-- START --
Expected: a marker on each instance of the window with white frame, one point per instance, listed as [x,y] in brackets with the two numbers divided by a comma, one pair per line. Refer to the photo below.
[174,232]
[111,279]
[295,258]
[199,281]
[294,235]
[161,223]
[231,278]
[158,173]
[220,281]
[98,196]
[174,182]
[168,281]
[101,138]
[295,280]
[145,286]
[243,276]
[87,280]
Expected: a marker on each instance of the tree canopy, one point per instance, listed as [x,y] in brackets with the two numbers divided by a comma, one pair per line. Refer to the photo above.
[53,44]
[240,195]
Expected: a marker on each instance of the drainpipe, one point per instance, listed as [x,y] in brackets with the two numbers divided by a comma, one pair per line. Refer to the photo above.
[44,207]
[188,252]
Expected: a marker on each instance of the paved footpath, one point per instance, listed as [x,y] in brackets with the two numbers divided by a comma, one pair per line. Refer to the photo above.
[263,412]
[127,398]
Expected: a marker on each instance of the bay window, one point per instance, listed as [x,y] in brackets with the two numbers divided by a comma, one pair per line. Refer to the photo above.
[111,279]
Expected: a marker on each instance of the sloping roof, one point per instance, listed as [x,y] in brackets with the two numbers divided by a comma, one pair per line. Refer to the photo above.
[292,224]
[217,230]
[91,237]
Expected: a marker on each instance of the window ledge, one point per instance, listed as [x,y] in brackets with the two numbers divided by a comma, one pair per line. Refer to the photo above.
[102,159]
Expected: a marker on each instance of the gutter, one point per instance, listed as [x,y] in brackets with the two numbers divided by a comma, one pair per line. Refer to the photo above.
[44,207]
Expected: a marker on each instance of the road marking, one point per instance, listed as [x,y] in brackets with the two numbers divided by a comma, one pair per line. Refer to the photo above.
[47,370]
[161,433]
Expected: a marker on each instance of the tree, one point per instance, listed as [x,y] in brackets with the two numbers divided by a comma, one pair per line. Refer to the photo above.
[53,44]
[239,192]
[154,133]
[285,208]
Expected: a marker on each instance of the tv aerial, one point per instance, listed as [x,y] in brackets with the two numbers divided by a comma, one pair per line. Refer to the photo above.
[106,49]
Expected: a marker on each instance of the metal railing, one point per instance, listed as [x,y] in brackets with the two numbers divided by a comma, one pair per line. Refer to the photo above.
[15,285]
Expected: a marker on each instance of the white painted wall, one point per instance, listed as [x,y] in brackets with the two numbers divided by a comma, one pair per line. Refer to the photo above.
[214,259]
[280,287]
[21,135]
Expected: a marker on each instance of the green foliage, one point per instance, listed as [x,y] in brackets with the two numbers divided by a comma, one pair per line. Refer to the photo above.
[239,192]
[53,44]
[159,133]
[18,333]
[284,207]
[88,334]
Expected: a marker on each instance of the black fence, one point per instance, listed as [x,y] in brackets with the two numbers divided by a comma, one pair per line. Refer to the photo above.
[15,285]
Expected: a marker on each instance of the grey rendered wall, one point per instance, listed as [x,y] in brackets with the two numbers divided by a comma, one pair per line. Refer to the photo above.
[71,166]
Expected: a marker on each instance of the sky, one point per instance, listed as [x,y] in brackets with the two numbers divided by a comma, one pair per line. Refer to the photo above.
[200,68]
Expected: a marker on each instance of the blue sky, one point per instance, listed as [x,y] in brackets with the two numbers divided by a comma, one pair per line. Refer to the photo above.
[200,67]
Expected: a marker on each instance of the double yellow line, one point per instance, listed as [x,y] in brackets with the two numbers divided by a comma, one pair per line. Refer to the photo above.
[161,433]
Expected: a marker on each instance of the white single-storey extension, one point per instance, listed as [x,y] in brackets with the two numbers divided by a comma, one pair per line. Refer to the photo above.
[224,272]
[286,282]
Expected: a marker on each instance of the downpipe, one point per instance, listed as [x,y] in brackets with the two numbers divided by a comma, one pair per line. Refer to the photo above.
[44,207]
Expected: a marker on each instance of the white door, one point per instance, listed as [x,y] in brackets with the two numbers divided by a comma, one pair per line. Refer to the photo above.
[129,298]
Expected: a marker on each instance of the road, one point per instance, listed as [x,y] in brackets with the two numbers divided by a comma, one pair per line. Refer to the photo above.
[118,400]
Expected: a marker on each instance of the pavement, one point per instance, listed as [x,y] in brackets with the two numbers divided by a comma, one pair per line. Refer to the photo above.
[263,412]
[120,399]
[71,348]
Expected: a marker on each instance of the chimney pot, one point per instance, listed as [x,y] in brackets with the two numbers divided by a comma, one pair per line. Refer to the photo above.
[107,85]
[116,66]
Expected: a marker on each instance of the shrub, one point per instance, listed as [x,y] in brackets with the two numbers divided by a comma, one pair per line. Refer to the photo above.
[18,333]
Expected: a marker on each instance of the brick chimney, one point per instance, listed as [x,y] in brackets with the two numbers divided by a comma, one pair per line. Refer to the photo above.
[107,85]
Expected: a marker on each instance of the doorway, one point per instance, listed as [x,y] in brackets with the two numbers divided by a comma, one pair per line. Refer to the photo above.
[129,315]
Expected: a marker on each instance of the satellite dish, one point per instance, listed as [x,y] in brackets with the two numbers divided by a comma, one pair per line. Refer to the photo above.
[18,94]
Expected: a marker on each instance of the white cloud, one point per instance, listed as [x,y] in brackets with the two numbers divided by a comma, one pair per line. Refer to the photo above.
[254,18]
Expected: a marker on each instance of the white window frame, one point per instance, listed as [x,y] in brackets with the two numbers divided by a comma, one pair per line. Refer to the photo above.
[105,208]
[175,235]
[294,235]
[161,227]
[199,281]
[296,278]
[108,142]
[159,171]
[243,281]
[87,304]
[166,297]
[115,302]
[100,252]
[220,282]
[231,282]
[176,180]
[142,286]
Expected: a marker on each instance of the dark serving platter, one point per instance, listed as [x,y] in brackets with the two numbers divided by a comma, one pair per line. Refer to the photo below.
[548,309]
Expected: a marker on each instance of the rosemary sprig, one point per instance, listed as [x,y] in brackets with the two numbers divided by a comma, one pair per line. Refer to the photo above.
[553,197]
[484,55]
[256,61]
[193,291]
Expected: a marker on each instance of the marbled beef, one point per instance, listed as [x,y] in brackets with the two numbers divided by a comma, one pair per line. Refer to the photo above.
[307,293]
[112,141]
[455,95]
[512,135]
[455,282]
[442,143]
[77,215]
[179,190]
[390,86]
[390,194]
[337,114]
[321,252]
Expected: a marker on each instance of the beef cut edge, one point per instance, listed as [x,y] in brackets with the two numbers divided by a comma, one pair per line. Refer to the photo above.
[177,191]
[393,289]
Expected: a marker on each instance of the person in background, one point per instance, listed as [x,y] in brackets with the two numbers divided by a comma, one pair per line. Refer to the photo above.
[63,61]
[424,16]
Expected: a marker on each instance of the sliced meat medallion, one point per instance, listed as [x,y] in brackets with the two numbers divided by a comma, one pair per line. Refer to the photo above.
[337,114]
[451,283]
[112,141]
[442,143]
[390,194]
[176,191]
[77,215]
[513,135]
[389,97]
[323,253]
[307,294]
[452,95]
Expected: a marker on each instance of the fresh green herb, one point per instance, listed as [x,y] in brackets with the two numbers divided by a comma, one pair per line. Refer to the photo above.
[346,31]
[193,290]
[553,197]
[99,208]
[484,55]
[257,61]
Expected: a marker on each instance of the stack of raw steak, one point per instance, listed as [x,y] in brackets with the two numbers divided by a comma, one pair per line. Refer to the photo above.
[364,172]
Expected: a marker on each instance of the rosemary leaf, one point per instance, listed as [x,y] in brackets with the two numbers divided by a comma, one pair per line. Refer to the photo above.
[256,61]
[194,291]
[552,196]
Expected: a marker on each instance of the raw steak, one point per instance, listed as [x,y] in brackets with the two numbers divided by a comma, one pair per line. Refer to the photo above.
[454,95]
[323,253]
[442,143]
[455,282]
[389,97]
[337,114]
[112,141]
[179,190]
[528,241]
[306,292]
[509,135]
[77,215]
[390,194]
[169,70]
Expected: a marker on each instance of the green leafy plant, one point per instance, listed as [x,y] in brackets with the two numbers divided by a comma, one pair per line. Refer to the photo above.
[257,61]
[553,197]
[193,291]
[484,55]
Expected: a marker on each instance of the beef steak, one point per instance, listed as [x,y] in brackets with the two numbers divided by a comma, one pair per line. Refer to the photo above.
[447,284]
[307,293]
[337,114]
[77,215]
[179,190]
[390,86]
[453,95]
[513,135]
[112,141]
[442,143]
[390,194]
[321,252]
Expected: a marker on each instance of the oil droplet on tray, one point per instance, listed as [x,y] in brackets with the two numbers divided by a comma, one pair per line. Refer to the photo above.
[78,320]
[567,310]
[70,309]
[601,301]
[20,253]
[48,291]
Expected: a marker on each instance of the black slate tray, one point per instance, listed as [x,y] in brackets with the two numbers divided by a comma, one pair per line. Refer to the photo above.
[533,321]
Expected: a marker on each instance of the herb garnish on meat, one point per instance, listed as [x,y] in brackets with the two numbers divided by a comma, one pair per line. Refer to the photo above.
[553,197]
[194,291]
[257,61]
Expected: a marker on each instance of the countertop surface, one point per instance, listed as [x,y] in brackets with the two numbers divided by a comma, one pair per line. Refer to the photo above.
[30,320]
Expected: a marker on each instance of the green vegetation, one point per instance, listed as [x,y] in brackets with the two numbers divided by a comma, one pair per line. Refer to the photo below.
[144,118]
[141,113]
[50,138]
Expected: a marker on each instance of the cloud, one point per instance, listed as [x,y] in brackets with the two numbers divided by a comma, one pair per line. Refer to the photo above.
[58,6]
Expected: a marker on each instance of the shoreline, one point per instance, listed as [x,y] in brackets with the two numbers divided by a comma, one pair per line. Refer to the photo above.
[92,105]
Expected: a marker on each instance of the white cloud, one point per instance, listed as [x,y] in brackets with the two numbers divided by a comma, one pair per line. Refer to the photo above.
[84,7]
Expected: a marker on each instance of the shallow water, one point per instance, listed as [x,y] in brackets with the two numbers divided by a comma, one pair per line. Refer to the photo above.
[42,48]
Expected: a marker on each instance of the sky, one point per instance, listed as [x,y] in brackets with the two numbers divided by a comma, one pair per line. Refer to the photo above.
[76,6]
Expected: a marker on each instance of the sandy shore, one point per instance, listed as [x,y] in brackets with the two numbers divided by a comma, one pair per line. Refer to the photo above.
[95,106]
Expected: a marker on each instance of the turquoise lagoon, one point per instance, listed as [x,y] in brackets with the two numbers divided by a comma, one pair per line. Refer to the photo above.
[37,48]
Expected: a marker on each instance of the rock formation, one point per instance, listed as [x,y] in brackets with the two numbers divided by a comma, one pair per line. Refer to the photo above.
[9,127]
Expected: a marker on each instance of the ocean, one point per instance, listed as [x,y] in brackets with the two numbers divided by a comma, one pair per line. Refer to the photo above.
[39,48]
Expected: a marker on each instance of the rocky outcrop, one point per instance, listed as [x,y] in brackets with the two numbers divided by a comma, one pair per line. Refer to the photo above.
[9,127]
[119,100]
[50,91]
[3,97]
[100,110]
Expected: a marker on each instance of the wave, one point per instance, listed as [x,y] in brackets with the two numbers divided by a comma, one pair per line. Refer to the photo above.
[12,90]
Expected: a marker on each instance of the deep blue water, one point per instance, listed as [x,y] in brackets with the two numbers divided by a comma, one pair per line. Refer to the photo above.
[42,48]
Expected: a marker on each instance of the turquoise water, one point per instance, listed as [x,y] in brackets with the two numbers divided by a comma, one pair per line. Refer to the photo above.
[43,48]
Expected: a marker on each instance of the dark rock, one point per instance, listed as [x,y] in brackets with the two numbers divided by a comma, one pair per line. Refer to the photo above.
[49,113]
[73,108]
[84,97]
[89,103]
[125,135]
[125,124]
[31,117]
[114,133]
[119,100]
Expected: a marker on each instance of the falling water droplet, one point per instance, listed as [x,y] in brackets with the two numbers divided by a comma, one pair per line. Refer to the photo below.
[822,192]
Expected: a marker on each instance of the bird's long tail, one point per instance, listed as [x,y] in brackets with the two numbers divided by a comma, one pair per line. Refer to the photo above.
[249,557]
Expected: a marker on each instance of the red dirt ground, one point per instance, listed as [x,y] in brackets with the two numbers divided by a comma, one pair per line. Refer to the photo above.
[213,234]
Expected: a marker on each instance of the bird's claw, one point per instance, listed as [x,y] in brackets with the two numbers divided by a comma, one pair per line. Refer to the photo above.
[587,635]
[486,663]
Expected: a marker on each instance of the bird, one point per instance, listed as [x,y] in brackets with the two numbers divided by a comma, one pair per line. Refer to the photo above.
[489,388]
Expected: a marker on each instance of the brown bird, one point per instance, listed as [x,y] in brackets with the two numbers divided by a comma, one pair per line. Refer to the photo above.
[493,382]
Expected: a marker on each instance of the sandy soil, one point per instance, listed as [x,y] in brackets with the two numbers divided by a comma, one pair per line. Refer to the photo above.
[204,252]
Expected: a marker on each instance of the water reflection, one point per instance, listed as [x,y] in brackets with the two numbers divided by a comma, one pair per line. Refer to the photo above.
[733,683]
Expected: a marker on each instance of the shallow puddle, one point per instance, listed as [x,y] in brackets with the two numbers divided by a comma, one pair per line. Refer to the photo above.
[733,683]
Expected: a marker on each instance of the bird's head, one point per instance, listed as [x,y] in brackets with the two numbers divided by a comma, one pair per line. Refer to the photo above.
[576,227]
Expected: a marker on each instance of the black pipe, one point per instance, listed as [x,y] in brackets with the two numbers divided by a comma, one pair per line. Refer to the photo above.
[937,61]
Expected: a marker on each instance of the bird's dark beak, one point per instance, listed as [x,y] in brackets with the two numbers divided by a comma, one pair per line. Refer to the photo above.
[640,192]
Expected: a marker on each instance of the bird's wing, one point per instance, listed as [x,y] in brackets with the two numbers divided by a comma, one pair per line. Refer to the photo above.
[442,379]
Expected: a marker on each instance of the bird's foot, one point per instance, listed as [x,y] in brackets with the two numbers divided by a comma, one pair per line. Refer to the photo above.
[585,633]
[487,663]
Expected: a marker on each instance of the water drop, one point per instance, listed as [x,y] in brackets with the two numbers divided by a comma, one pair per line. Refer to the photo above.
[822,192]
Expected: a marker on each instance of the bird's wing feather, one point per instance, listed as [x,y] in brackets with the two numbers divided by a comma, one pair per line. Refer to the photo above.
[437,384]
-- END --
Give the lines from the one containing "Expected: a marker on each instance of the bird's dark" through the end of the entries again, exactly as written and with no other lines.

Expected: a marker on each instance of the bird's dark beak, one point per instance, listed as [x,y] in brackets with the two numbers divided by a comma, one pair per line. Refer to the photo above.
[640,192]
Expected: a marker on each instance of the bird's wing, one point per instance, listed as [x,y] in brackets with the two numbers divided by a comma, one pair per line. Refer to the photo above.
[442,379]
Expected: a marker on each instance of the bird's foot, one point per instance, listed as [x,y] in brackets with the two numbers divided by a comma, one pair per line. Refer to the photo above.
[585,633]
[487,663]
Expected: a marker on each instance of the water drop, one point per instance, listed as [x,y] in brackets with the two numbers divided by a comma, one pair per line. Refer to the photo above.
[822,192]
Expected: a marker on each instance of the bird's wing feather, one point per instance, listed as [x,y] in brackets with the two numbers divided by a comma, one pair per line. Refer to the photo above.
[437,384]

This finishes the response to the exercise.